Kutipan Dokumen =>
▽
Sukses

Polusi Udara Jakarta Memburuk, Mobil Listrik Lebih Ramah Lingkungan?

Tingkat polusi udara di Jakarta semakin mengkhawatirkan. Berdasarkan parameter kualitas udara IQAir, dari 109 negara, indeks kualitas udara Jakarta mencapai angka 183 US Air Quality Index (AQI US) atau terburuk sedunia pada pagi ini.

Liputan6.com, Jakarta - Tingkat polusi udara di Jakarta semakin mengkhawatirkan. Berdasarkan parameter kualitas udara IQAir, dari 109 negara, indeks kualitas udara Jakarta mencapai angka 183 US Air Quality Index (AQI US) atau terburuk sedunia pada pagi ini.

Beberapa waktu lalu, Menteri Negara Lingkungan Hidup (LHK) periode 1999-2001, Alexander Sonny Keraf, mengimbau untuk mempercepat transisi kendaraan listrik untuk mengatasi tingginya polusi udara Jakarta yang berasal dari emisi sektor transportasi.

Sonny menilai polutan yang berasal dari emisi kendaraan berbahan bakar fosil di Jakarta sudah sangat mengkhawatirkan. Kesehatan pernafasan hingga kecerdasan otak akan terus mengancam warga ibu kota jika kondisi ini terus dibiarkan.
△
Latihan a =>
Perbarui catatan dari awal hingga baris yang memuat "xmin=107 ymin=170 xmax=131 ymax=190" (baris itu ikut), dengan mengganti "side mirror" menjadi "wing mirror" tanpa mengubah bagian lain. Gambar tidak usah disertakan dalam jawaban.
Teks dan catatan di halaman ini diambil dari sumber yang berbeda.

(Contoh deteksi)
▽
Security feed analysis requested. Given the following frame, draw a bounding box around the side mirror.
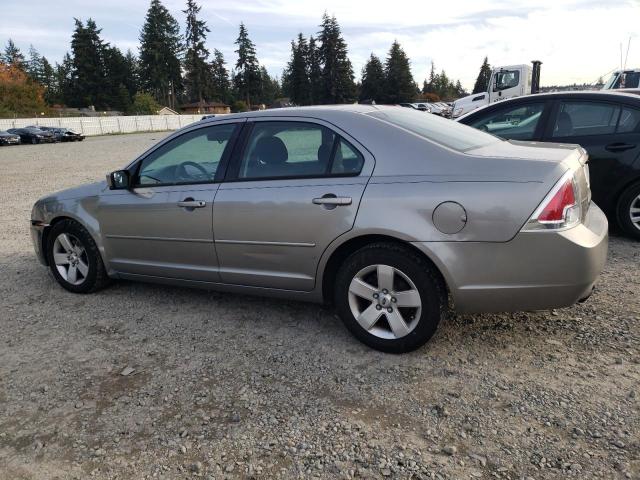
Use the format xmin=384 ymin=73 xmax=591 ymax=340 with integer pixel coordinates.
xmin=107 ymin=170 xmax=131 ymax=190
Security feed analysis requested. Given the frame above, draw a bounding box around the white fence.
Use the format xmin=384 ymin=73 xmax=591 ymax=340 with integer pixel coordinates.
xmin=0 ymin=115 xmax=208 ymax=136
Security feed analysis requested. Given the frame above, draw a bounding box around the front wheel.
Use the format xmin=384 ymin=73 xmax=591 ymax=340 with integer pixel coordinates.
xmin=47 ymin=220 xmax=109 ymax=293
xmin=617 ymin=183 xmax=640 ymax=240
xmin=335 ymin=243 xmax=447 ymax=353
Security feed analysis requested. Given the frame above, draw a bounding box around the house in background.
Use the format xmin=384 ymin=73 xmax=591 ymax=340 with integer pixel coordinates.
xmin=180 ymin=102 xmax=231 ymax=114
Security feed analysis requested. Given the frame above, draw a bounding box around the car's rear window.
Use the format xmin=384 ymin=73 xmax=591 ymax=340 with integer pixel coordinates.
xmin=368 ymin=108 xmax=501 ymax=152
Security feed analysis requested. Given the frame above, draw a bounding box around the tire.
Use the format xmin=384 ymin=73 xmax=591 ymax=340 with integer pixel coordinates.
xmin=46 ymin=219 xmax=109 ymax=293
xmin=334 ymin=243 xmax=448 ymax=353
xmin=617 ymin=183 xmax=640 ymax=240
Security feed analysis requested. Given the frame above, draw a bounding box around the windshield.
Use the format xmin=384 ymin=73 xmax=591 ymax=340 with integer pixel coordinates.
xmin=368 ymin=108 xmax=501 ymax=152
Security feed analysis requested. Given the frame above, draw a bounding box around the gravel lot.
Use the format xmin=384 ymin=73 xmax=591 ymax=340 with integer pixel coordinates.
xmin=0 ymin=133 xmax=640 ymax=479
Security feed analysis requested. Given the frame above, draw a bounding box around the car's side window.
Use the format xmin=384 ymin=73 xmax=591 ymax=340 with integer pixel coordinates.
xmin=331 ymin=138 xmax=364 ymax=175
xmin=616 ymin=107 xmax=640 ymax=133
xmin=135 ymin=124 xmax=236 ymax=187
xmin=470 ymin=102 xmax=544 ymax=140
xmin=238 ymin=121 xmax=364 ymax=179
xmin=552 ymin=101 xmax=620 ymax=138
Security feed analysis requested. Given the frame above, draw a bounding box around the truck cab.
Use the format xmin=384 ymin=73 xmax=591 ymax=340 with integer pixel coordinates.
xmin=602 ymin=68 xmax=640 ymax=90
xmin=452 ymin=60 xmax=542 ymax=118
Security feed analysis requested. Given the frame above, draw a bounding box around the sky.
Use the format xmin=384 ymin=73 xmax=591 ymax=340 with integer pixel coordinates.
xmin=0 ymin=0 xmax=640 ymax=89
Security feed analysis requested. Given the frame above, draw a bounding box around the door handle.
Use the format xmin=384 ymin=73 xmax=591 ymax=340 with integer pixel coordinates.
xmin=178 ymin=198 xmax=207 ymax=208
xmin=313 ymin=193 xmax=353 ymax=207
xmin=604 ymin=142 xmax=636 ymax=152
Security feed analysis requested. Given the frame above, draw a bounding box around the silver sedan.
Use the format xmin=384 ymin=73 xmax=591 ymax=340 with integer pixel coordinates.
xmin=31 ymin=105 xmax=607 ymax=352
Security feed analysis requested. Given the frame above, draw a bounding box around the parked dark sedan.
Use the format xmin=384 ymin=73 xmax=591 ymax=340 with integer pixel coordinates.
△
Latihan b =>
Lanjutkan artikel tentang polusi udara Jakarta mulai dari kalimat terakhirnya.

Jawaban Tertulis a =>
Security feed analysis requested. Given the following frame, draw a bounding box around the wing mirror.
Use the format xmin=384 ymin=73 xmax=591 ymax=340 with integer pixel coordinates.
xmin=107 ymin=170 xmax=131 ymax=190

Jawaban Tertulis b =>
Kendaraan ramah lingkungan seperti mobil listrik atau motor listrik memang tidak menghasilkan gas buang seperti kendaraan bermesin konvensional. Namun, apakah lebih ramah lingkungan?

Dilansir climate.mit.edu, emisi kendaraan listrik berasal dari proses pembuatan dan juga pengecasan. Menurut Sergey Paltsev selaku Deputy Director of the MIT Joint Program on the Science and Policy of Global Change, kendaraan listrik merupakan opsi dengan emisi yang lebih rendah dibandingkan dengan mobil bermesin konvensional. Selama masa hidupnya, kendaraan listrik menghasilkan emisi karbon lebih rendah dibanding mobil konvensional dalam kondisi apapun.

Perlu diketahui, salah satu sumber emisi kendaraan listrik berasal dari pembuatan baterai lithium-ion. Proses penambangan mineral (misalkan lithium, cobalt, & nickel) dan memanaskannya hingga temperatur tinggi membutuhkan bahan bakar fosil. 

Sebagai contoh, pembuatan baterai lithium-ion 80 kWh pada mobil listrik Tesla Model 3 menghasilkan antara 2,5 hingga 16 metrik CO2. Proses tersebut menghasilkan lebih banyak 80 persen emisi dibanding pembuatan mobil konvensional.

2 dari 2 halaman

Emisi Berasal dari Sumber Energi Listrik

Emisi mobil listrik bukan berasal dari proses pembuatan saja, emisi untuk memenuhi kebutuhan kendaraan listrik lebih tinggi setelah keluar dari jalur produksi. Emisi tertinggi adalah saat pengecasan baterai. Menurut Paltsev, besaran emisi tergantung dari lokasi mobil listrik berada dan energi apa yang digunakan untuk menghasilkan listrik.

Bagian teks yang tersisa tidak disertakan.